> [WHAT YOU WILL DO]
[A] According to the meningitis article, which group of patients is at highest risk of mortality and morbidity from bacterial meningitis?
[B] Reproduce everything in the meningitis article from "Newborns are at" down to "for optimum survival.".
[C] Translate this sentence from the meningitis article into Spanish: "Rates of disease have dramatically decreased in the age of vaccination."

START SOURCE DOCUMENT

Are you more of a visual learner? Check out our online video lectures and start your pediatric infectious diseases course now for free!

Haemophilus influenzae meningitis

Image: “Inferior view of a brain infected with Gram-negative Haemophilus influenzae bacteria.” Photo Credit: Content Providers(s): CDC – This media comes from the Centers for Disease Control and Prevention’s Public Health Image Library (PHIL), with identification number #5003. License: Public Domain

Definition and Epidemiology of Bacterial Meningitis in Children

Meningitis is a term that means inflammation of the meninges, which include the pia and arachnoid matter. Bacterial meningitis means that the etiology of this inflammation must be a bacterial agent, or at least a bacterial toxin or other kinds of bacterial products.


Image: “Streptococcus Pneumoniae” by Dr. Richard Facklam. License: Public Domain

Nowadays, one of the most important risk factors for meningitis is the absence of preformed antibodies against one of the common etiologies, such as Streptococcus pneumoniae or Haemophilus influenzae due to the lack of vaccination.

Since the introduction of vaccination against the different strains of Streptococcus pneumoniae and Haemophilus influenzae, the risk of bacterial meningitis and the severity of the condition have declined markedly.

Newborns are at highest risk of mortality and morbidity related to bacterial meningitis. The mortality of bacterial meningitis if untreated can be as high as 100 %. Neurological sequelae are also common, even with treatment.

Because of the severity of the complications, and the high mortality rate of bacterial meningitis, early diagnosis and immediate initiation of appropriate antibiotic therapy is essential for optimum survival.

Rates of disease have dramatically decreased in the age of vaccination.

Pathophysiology of Bacterial Meningitis in Children

Most cases of bacterial meningitis are caused by Streptococcus pneumoniae, Haemophilus influenzae and Neisseria meningitidis. Gram-negative organisms, such as E. coli, can also cause meningitis in humans, but this is relatively rare compared to other organisms previously mentioned. Bacterial meningitis can also be caused by Listeria monocytogenes or group b streptococciboth of them more common in newborns and young infants.

END SOURCE DOCUMENT
START STORED DATA

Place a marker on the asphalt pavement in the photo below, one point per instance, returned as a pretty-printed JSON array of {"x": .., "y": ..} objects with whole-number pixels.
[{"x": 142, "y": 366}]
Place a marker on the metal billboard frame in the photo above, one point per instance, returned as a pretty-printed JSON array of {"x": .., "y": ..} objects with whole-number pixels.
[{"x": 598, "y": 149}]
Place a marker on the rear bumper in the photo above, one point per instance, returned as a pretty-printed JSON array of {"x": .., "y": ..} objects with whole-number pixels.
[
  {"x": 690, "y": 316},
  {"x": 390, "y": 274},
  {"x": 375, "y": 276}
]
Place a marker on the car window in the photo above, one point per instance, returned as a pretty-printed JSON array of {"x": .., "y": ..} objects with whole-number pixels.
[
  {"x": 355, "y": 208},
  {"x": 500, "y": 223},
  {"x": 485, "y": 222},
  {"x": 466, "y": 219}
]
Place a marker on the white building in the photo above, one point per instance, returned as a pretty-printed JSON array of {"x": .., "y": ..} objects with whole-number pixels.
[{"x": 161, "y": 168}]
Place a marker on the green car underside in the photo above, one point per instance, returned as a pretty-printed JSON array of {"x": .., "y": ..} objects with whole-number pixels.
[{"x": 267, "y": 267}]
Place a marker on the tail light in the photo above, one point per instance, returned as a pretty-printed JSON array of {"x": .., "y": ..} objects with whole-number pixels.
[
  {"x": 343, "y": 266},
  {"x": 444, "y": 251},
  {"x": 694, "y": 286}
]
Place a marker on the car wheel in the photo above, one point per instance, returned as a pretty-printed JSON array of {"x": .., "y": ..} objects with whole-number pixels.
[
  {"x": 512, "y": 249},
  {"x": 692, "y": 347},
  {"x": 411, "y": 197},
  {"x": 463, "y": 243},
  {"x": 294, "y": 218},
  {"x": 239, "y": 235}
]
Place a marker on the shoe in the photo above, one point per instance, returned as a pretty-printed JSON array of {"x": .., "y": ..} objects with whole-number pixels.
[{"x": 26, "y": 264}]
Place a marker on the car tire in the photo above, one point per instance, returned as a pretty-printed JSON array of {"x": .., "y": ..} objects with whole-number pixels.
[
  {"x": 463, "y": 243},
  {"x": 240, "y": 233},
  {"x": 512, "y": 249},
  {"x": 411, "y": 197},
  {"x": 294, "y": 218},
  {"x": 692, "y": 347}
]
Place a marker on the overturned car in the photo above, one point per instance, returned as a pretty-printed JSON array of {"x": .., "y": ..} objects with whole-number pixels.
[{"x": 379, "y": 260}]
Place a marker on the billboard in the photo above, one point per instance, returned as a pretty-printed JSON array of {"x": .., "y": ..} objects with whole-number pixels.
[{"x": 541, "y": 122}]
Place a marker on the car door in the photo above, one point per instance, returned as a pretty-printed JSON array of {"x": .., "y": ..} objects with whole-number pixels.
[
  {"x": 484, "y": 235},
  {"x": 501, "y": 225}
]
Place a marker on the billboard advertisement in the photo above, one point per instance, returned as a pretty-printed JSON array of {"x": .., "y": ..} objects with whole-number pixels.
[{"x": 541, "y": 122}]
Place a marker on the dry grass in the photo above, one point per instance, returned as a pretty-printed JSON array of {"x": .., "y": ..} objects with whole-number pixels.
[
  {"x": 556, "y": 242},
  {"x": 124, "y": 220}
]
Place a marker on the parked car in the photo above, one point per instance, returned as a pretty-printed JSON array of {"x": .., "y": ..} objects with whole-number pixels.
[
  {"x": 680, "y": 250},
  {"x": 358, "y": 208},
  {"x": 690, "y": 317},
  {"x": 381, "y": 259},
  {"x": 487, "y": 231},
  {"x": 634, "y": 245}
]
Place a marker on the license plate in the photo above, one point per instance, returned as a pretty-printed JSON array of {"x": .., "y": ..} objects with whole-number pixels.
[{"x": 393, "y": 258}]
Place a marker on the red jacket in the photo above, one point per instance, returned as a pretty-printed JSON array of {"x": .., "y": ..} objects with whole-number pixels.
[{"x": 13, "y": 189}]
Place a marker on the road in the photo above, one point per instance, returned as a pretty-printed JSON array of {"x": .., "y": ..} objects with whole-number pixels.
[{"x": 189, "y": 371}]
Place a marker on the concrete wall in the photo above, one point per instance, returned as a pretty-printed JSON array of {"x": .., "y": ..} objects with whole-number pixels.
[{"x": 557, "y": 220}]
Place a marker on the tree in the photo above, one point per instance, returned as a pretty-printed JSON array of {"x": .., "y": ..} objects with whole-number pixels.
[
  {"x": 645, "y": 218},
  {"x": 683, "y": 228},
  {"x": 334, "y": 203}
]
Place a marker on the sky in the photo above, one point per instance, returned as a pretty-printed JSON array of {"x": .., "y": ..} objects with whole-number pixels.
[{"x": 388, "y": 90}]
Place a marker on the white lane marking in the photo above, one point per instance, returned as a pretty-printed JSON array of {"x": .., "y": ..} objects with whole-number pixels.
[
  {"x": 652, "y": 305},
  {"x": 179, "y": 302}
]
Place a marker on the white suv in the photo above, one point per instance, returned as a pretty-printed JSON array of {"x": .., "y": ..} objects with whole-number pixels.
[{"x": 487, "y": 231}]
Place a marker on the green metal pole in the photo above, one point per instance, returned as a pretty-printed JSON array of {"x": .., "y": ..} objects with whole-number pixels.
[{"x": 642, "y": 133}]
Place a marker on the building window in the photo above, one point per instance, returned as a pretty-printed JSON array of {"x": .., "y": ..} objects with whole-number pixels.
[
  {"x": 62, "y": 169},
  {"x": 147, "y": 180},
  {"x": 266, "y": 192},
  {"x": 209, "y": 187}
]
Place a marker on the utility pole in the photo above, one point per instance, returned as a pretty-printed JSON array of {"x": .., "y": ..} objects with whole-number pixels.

END STORED DATA
START STORED DATA

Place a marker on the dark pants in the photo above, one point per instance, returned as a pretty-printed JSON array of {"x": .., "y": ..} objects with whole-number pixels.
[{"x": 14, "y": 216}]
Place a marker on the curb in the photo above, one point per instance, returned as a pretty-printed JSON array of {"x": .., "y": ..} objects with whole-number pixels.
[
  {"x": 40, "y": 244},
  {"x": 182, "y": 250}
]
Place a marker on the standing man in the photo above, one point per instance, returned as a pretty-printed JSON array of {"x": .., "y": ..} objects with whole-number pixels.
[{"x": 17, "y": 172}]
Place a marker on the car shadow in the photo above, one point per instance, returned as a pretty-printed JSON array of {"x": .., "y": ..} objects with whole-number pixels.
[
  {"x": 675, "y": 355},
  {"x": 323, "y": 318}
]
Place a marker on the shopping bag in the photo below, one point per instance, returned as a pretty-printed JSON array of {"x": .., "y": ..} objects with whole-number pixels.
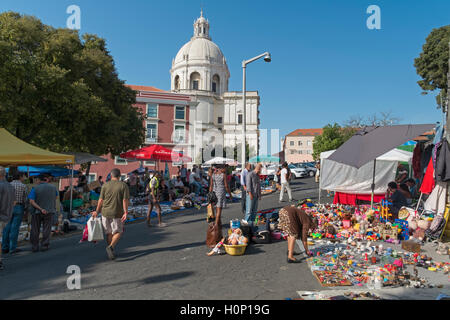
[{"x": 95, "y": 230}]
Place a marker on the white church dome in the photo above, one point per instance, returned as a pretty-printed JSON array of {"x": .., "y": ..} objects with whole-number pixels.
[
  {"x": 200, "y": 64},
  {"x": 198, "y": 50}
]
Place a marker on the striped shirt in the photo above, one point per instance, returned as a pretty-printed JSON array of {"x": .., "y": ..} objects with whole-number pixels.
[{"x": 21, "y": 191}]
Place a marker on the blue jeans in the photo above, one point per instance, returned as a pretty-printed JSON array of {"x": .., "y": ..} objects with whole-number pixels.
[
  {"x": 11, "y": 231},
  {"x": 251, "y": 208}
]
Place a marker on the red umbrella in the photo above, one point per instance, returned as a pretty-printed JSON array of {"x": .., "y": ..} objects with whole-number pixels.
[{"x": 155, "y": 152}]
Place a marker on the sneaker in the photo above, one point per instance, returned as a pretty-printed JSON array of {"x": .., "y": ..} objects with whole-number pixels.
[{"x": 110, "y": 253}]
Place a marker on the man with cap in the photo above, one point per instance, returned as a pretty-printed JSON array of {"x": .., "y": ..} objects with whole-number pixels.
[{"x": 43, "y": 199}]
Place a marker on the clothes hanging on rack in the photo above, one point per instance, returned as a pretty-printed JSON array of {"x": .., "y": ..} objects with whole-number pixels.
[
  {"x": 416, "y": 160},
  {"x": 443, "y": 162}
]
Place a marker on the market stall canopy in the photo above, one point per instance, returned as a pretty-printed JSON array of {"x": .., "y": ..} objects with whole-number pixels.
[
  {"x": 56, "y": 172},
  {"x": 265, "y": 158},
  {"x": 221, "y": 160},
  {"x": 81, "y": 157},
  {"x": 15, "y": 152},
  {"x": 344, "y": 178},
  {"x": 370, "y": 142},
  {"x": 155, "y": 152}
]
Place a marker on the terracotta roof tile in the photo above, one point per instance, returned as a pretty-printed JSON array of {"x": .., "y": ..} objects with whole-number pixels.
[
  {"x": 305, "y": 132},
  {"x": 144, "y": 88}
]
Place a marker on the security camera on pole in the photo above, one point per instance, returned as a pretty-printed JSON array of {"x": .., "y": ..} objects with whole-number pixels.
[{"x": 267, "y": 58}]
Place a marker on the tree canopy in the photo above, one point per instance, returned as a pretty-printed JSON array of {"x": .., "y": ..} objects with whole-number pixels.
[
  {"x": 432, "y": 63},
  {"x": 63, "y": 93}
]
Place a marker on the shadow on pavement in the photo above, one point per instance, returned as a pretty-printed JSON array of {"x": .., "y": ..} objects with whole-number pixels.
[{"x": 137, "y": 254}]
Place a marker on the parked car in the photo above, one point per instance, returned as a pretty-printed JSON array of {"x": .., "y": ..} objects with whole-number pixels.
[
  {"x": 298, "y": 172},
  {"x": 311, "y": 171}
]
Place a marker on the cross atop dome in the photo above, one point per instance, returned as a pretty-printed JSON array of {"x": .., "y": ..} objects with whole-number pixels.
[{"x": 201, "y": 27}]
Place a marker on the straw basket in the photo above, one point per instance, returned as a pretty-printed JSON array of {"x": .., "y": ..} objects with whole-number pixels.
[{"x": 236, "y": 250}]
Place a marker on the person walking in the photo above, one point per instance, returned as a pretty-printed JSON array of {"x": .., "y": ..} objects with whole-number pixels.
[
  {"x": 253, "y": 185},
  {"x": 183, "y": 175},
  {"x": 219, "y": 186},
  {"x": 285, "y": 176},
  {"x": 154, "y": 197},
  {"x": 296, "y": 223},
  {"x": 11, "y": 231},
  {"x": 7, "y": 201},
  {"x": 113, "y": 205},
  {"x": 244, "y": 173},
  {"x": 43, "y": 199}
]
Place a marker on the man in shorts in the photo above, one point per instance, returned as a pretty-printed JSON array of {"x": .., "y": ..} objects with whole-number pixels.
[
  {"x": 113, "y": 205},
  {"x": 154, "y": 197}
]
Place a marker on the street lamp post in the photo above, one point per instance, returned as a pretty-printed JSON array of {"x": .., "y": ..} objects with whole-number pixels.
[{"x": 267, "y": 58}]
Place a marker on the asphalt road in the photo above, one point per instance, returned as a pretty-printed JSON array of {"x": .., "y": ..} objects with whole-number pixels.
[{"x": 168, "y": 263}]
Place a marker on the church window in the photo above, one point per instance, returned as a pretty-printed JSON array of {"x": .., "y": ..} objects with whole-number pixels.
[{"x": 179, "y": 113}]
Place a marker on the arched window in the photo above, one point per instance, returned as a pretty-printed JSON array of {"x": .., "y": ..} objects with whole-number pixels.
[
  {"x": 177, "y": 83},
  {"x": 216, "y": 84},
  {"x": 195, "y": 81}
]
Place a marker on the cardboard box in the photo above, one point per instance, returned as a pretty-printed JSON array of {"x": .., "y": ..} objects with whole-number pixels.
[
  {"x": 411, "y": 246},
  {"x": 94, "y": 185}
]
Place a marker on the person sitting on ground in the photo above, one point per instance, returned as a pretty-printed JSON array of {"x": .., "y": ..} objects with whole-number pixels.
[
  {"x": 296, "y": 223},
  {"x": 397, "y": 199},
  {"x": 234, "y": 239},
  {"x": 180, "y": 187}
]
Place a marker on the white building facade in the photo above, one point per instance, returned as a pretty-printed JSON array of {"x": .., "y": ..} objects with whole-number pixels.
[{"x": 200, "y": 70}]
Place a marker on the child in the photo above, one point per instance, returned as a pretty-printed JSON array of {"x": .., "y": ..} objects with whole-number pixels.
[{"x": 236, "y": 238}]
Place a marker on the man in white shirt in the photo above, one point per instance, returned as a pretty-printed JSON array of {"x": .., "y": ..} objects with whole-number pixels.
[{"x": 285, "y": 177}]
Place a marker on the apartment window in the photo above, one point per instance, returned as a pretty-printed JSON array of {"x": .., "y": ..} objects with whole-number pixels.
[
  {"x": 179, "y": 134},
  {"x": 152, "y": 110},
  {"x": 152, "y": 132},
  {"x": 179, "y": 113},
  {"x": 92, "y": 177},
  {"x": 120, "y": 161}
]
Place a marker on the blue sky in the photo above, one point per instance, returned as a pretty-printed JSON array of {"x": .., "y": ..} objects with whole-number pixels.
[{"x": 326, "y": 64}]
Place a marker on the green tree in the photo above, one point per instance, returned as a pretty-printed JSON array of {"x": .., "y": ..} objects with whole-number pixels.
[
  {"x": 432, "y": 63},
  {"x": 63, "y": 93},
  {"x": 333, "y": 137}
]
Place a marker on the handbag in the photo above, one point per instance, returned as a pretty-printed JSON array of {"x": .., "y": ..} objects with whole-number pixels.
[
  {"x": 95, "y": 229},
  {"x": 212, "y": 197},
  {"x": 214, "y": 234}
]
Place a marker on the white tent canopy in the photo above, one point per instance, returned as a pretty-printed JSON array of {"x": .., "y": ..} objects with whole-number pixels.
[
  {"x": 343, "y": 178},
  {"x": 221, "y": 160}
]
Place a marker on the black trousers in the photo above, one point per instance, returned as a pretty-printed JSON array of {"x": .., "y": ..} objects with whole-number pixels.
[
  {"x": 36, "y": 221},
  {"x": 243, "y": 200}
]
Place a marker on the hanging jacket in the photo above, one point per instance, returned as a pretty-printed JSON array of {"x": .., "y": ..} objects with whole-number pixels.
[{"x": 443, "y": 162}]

END STORED DATA
START STORED DATA

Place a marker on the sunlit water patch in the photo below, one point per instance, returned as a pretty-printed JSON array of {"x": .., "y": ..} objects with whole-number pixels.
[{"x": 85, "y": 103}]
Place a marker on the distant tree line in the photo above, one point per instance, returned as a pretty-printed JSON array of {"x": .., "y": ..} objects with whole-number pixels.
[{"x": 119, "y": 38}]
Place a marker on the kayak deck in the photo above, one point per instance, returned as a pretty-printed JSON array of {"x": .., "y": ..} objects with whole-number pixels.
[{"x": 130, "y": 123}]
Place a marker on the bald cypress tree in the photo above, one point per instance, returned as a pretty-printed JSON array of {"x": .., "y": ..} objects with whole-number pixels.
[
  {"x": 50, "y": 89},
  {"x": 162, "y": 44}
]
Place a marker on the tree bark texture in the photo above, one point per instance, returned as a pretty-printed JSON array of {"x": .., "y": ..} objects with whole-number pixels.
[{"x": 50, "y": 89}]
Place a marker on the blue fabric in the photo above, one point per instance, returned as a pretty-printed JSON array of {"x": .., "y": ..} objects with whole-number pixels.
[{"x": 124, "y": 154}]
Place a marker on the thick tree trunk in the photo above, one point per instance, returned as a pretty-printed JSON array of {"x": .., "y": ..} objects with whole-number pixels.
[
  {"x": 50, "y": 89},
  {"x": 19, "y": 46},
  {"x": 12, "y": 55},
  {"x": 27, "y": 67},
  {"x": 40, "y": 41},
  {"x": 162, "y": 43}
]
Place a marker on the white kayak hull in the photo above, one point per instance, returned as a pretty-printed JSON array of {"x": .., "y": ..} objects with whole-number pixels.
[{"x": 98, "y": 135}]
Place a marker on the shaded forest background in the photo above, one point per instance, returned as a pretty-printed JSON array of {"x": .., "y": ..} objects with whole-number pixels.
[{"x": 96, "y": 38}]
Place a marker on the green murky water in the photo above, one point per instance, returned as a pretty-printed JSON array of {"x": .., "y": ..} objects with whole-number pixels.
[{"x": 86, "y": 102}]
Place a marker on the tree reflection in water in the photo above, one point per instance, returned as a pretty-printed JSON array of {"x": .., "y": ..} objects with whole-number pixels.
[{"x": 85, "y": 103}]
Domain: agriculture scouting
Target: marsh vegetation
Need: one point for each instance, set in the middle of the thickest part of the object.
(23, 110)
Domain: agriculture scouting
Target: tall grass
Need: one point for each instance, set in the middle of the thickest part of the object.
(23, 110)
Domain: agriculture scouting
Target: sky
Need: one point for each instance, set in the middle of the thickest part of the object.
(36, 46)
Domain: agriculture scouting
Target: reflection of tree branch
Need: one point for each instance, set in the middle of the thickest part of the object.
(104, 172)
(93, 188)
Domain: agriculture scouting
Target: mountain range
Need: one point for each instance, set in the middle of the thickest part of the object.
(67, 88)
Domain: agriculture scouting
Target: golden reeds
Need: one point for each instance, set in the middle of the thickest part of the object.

END STORED DATA

> [SOLUTIONS BY TASK]
[A] Newborns.

[B]
Newborns are at highest risk of mortality and morbidity related to bacterial meningitis. The mortality of bacterial meningitis if untreated can be as high as 100 %. Neurological sequelae are also common, even with treatment.

Because of the severity of the complications, and the high mortality rate of bacterial meningitis, early diagnosis and immediate initiation of appropriate antibiotic therapy is essential for optimum survival.

[C] Las tasas de la enfermedad han disminuido drásticamente en la era de la vacunación.